(Stored data)
== Segment start ==

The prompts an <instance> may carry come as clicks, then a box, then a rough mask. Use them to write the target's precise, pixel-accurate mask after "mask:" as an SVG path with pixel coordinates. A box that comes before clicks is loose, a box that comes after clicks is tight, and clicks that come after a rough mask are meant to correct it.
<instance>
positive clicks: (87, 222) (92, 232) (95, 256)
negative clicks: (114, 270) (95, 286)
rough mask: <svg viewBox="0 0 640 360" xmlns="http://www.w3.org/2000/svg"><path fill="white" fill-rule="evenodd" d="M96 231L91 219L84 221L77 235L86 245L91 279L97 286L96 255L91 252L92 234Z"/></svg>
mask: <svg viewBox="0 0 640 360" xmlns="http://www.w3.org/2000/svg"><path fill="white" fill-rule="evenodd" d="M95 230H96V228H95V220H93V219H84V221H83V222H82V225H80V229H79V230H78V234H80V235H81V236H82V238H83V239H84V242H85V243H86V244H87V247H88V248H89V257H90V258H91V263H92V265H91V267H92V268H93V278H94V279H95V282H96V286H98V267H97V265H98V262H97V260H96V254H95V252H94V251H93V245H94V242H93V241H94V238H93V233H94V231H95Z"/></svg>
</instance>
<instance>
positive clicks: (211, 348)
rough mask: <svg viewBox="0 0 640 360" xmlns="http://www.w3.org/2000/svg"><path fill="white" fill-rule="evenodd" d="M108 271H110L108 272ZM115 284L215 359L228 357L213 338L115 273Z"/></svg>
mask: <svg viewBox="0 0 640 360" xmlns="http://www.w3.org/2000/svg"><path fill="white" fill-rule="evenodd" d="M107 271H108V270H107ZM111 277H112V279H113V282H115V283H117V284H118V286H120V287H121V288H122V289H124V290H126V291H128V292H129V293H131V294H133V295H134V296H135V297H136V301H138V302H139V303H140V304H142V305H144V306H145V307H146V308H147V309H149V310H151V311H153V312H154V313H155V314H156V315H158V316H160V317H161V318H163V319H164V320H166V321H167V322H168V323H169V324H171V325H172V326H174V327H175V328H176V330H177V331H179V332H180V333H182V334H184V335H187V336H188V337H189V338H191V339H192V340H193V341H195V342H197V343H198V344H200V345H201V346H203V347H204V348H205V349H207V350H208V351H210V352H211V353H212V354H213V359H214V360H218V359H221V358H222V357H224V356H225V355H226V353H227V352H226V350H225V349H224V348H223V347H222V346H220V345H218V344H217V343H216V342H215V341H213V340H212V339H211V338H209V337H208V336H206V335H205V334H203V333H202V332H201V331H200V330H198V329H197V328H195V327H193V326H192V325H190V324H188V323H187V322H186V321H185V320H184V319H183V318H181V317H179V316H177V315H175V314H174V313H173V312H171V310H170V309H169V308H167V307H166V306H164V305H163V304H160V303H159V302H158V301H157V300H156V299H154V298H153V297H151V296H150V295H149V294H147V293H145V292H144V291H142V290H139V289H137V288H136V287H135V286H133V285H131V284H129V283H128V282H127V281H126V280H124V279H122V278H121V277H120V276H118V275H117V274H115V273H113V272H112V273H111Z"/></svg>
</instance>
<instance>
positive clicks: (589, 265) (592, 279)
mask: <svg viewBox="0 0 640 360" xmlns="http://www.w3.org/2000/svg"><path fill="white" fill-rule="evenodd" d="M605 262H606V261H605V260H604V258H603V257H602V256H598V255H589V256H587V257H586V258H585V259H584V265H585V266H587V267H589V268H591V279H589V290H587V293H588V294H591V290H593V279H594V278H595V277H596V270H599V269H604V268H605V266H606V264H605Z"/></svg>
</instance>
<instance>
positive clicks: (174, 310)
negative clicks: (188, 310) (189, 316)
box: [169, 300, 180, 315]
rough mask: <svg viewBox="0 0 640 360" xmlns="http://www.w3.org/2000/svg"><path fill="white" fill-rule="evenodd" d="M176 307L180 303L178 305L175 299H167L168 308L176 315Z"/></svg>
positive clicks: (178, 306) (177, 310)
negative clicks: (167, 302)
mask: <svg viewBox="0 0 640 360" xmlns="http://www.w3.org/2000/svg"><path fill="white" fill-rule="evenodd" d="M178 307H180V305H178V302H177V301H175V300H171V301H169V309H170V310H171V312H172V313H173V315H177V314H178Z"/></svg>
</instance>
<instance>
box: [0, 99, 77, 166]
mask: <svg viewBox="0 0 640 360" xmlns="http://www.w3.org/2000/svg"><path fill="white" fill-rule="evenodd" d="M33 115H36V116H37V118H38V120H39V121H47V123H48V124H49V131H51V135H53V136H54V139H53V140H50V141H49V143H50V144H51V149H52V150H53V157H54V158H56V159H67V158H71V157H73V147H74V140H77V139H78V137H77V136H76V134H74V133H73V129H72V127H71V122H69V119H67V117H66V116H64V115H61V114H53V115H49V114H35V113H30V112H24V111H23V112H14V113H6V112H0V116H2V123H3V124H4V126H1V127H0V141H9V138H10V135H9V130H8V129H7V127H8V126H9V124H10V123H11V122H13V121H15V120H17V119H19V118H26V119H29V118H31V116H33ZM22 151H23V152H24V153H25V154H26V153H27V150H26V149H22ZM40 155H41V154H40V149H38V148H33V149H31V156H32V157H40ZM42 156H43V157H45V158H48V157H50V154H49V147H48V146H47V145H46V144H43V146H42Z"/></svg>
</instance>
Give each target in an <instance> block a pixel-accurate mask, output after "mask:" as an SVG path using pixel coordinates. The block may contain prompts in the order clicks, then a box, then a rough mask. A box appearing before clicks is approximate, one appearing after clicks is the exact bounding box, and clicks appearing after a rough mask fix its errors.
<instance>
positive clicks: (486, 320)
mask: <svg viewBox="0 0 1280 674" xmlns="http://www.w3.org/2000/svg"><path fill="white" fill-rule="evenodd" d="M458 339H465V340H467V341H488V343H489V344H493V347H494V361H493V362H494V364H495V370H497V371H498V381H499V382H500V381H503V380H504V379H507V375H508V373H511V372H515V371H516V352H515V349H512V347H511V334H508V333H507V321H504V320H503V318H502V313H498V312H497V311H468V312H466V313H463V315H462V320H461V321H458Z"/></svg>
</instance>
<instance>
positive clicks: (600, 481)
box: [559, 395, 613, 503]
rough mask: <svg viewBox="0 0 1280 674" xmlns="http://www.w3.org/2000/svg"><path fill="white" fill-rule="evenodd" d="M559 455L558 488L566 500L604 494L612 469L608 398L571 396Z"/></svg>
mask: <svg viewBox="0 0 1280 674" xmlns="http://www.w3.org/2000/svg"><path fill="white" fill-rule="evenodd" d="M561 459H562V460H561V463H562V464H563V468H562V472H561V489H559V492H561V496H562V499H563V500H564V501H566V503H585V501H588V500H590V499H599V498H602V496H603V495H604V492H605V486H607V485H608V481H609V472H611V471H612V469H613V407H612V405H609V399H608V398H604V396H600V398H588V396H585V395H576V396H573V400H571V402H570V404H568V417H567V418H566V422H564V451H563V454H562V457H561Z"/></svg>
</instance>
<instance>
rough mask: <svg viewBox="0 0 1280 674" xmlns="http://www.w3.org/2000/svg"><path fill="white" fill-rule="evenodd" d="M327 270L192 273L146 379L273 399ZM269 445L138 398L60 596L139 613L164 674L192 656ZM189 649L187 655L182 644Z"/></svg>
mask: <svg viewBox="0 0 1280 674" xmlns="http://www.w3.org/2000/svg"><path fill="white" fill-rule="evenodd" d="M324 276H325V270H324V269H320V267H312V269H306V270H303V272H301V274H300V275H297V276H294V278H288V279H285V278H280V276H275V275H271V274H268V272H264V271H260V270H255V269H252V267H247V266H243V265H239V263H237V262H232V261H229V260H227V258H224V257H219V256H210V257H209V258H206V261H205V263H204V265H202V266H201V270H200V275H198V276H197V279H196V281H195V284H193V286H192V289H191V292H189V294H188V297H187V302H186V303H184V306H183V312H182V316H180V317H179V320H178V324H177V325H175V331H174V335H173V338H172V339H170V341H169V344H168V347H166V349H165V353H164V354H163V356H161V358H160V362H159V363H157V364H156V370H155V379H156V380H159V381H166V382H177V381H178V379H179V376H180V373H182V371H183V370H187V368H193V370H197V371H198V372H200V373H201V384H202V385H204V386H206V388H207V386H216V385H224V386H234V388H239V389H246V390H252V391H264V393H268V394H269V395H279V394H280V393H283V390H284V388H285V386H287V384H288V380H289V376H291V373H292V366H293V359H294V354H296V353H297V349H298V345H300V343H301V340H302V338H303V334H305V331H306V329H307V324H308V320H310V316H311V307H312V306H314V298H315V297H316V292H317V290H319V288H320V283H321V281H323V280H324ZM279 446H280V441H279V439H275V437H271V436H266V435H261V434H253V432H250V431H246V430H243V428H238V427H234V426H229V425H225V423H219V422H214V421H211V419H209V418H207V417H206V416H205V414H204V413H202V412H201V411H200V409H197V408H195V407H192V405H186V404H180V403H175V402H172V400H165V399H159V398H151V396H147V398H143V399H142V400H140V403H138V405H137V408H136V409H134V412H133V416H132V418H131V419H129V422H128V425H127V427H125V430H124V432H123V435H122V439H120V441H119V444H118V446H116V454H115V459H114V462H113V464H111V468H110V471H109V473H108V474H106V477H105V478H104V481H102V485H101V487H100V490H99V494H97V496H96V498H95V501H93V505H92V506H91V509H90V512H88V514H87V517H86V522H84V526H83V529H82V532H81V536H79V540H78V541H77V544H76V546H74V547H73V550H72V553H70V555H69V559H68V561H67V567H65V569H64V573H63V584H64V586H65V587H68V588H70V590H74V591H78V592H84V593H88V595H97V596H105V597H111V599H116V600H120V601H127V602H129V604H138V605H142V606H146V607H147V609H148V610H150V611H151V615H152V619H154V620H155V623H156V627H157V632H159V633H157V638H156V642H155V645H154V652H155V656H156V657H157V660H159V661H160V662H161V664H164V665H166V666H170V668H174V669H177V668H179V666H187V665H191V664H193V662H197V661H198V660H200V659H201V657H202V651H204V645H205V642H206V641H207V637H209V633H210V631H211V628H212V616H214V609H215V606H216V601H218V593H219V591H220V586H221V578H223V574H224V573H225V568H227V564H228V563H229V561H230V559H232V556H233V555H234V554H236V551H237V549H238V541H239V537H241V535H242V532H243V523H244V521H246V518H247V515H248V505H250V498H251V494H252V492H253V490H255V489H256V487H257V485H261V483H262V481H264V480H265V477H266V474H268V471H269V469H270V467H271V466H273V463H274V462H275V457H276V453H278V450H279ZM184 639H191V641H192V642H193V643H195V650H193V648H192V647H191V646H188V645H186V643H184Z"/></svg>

== Segment end ==

**Your objective:**
Copy range, inclusive: the line holding "231L91 219L84 221L77" to the line holding "positive clicks: (211, 348)". Reproduce exactly those lines of the records above and no others.

**Output of the task:**
rough mask: <svg viewBox="0 0 640 360" xmlns="http://www.w3.org/2000/svg"><path fill="white" fill-rule="evenodd" d="M96 231L91 219L84 221L77 235L86 245L91 279L97 286L96 255L91 252L92 234Z"/></svg>
mask: <svg viewBox="0 0 640 360" xmlns="http://www.w3.org/2000/svg"><path fill="white" fill-rule="evenodd" d="M95 230H96V228H95V220H93V219H84V221H83V222H82V225H80V229H79V230H78V234H80V235H81V236H82V238H83V239H84V242H85V243H86V244H87V247H88V248H89V257H90V258H91V263H92V265H91V267H92V268H93V278H94V279H95V282H96V286H98V267H97V265H98V262H97V260H96V254H95V252H94V251H93V245H94V242H93V241H94V238H93V233H94V231H95Z"/></svg>
</instance>
<instance>
positive clicks: (211, 348)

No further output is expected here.